Material for this exercise ->
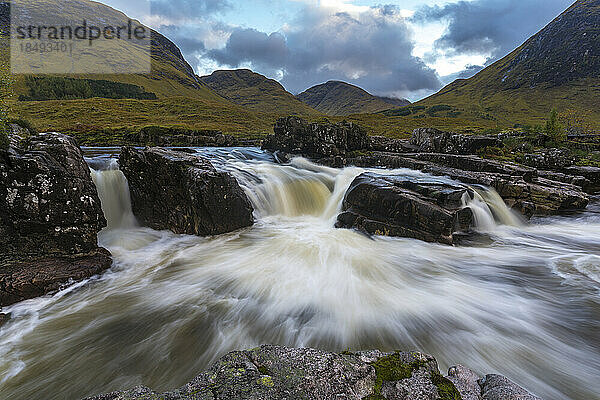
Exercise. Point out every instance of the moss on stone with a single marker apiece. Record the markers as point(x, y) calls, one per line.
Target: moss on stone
point(266, 381)
point(392, 368)
point(4, 142)
point(446, 389)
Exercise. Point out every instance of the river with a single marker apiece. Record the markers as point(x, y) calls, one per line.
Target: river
point(523, 300)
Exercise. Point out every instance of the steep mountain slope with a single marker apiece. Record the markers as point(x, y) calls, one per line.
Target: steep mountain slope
point(559, 67)
point(256, 92)
point(340, 98)
point(171, 75)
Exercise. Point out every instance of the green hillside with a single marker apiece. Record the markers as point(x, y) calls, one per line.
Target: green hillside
point(340, 98)
point(255, 92)
point(559, 67)
point(174, 95)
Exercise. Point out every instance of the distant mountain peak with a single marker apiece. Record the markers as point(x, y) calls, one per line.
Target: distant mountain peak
point(342, 98)
point(255, 91)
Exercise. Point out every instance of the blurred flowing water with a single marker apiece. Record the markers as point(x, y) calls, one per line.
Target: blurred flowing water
point(523, 302)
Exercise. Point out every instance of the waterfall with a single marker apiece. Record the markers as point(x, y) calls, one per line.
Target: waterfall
point(299, 189)
point(113, 191)
point(489, 210)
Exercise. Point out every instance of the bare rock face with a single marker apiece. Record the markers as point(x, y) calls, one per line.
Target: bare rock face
point(497, 387)
point(296, 136)
point(183, 193)
point(50, 215)
point(274, 372)
point(406, 207)
point(522, 188)
point(432, 140)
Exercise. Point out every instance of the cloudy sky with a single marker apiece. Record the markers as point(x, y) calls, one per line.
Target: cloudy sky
point(402, 48)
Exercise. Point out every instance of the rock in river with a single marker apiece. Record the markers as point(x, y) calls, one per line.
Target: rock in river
point(50, 215)
point(273, 372)
point(296, 136)
point(429, 210)
point(183, 193)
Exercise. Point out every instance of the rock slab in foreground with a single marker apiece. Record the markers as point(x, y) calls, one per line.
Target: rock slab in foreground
point(273, 372)
point(184, 193)
point(403, 206)
point(50, 215)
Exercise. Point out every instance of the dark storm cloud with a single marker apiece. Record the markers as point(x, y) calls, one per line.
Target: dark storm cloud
point(372, 49)
point(251, 45)
point(494, 27)
point(184, 9)
point(187, 39)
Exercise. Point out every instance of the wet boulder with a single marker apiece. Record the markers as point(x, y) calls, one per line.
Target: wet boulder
point(421, 208)
point(50, 215)
point(431, 140)
point(275, 372)
point(549, 159)
point(498, 387)
point(316, 140)
point(183, 192)
point(523, 189)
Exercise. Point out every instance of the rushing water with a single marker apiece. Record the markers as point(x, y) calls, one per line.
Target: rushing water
point(524, 303)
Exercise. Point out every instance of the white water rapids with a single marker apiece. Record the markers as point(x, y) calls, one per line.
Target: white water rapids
point(523, 301)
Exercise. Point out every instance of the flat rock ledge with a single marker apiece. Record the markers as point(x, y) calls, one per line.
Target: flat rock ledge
point(424, 209)
point(545, 187)
point(184, 193)
point(50, 215)
point(273, 372)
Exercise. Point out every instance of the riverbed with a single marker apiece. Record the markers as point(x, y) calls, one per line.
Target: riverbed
point(523, 300)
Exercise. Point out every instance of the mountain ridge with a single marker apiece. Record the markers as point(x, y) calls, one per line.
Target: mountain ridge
point(558, 67)
point(255, 91)
point(340, 98)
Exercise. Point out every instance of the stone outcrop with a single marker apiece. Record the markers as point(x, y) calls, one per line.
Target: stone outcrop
point(163, 136)
point(296, 136)
point(549, 159)
point(183, 192)
point(520, 187)
point(50, 215)
point(432, 140)
point(273, 372)
point(401, 206)
point(557, 188)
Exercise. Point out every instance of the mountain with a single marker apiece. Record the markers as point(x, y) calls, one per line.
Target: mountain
point(97, 105)
point(340, 98)
point(559, 67)
point(255, 92)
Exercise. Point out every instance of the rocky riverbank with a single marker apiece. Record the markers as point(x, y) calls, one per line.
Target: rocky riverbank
point(545, 186)
point(50, 215)
point(273, 372)
point(183, 192)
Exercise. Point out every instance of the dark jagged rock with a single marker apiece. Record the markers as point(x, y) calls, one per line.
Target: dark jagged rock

What you have to do -> For this task, write out exactly the lines of the entries above, starting at the line with "Target: rock in river" and ending at the line with "Exercise. Point out every instance of the dark storm", both included, and no others.

Result of this task ->
Target: rock in river
point(50, 215)
point(273, 372)
point(296, 136)
point(429, 210)
point(183, 193)
Exercise. Point out every instance of the rock slab in foreground with a single marker apiece. Record the markers as point(x, y) calls, one per line.
Target: rock slab in foreground
point(273, 372)
point(184, 193)
point(403, 206)
point(50, 215)
Exercise. Point out every instance of the dark storm cloud with a single marker apiece. Record the markers as point(x, y) calls, one per line.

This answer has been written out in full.